• What to work on
1) Decide whether each statement below agrees with the article on homelessness in Riga, answering yes or no and quoting the words of the article that settle it: (a) Vorfolomejeva worked as a teacher all her life; (b) she stays at a homeless shelter from November to May; (c) she was evicted in 2004 for unpaid rent and utility bills.
2) From the article on homelessness in Riga, list every item named as being in the plastic bags around Vorfolomejeva.
3) Carry on the article about Dzintra Vorfolomejeva from the point where it stops.

• Quoted passage
★ ★ ★

Latvia: Capitalism and Its Casualties

Kristina Rizga, for the Pulitzer Center
Images by Akim Aginsky, for the Pulizer Center

The deep-seated wrinkles on Dzintra Vorfolomejeva’s reddish face make her
look older than her 62 years. She sits underneath a small metal roof
structure built to provide cover for the garbage containers, here in the
Pardaugava District of Riga, with plastic bags around her containing what’s
left of her life: a couple of blankets, some soap, pillow and a hairbrush.
She found food in the midst of the garbage today -- a loaf of bread, smoked
fish and boiled eggs. She loves reading glossy magazines that are carefully
tucked under her blankets. From November to May, when temperatures in Latvia
hover between 40 and 3 degrees Fahrenheit, Vorfolomejeva stays at a homeless
shelter. But when the weather turns warm, she prefers sleeping outdoors near
her old apartment that is still vacant. “I like being close to my old
friends. I also take care of ducks in the creek here and have to feed my
cat-friends,” she laughs.

Vorfolomejeva has been homeless since 2004 when she was evicted from her
apartment for unpaid rent and utility bills. All of her life she worked as a
nurse. At the age of 52, she left her job to care for her ailing mother.
When her mother passed away two years later, she couldn’t get her job back,
or find a new one. Then her husband passed away and her last source of
income dried up.
Despite a decade of bad luck and homelessness, she tells stories of human
kindness. She points to a coffee thermos that a neighbor gave her. Another
neighbor allows her to take a warm shower in her apartment. Someone brought
her homemade jam. An old friend gives her small amounts of cash that she
uses for public transportation or soap. “These teenagers came up to me once
and said, ‘Let us know if you need protection from anyone.’ ... It’s really
not that bad,” she repeats often.
But underneath that brave and cheerful veneer, there lies a sense of shame.
“Thank God my husband is dead and can’t see me in a situation like this,”

★ ★ ★

• Provided material
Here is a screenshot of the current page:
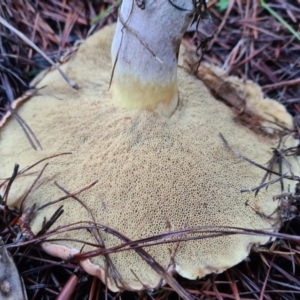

★ ★ ★

• Replies
1)
(a) No: "All of her life she worked as a nurse."
(b) Yes: "From November to May, when temperatures in Latvia hover between 40 and 3 degrees Fahrenheit, Vorfolomejeva stays at a homeless shelter."
(c) Yes: "Vorfolomejeva has been homeless since 2004 when she was evicted from her apartment for unpaid rent and utility bills."

2)
a couple of blankets
some soap
pillow
a hairbrush

3)
she says, looking down at her feet. “My old neighbor shakes her head in
disbelief every time she comes to check on me.” For most of their lives
spent in the Soviet era, Vorfolomejeva and her elderly neighbors only heard
about the homeless in the Soviet propaganda as an example of the evils of
capitalism abroad.
Hard Times in Riga
As the seismic changes from Communism to Capitalism continue to sweep over
Eastern Europe, it is often older people like Vorfolomejeva who have the
hardest time finding or retaining jobs in the changing economy. As unpaid
bills pile up, the unemployed face the threat of eviction. People in their
fifties make up the largest share -- about 40 percent -- of all homeless in
Riga, according to the Latvian Department of Welfare. Now, as Latvia is
coping with the sharpest economic downturn in Europe and unemployment is at
11.3 percent, this age group is hit the hardest.
Look around downtown Riga today, and things still seem positively bright, at
least on the surface. Hotels shimmer with lights, most historic buildings
have been recently remodeled, and there seem to be more imported luxury cars
on the roads here than in Los Angeles. But drive 20 minutes in almost any
direction from downtown, and one sees fresh scars of the economic recession
developing on top of older ones caused by the legacy of the Soviet
Pardaugava’s district is one of many such areas bruised by the dramatic
political and economic changes of the past twenty years. This area is filled
with early 20th century wooden houses, along with typical Soviet-era
block-buildings that are a visual echo of public housing projects in urban
America. These multi-storied concrete or brick buildings scattered across
Latvia still house about one-third of the country’s population.
The most visible signs of prosperity since the collapse of the Soviet Union
are rows of Mercedes and BMWs parked in between these buildings, and new
window frames -- usually a sign that while the Soviet exterior is crumbling,
the interior of the apartment has been remodeled.
There is another, more subtle sign of the changing times in these
districts – a growing number of homeless shelters. Today, there are two
government soup kitchens and seven homeless shelters in Riga, housing more
than 2,000 people each year, according to the Latvian Department of Welfare.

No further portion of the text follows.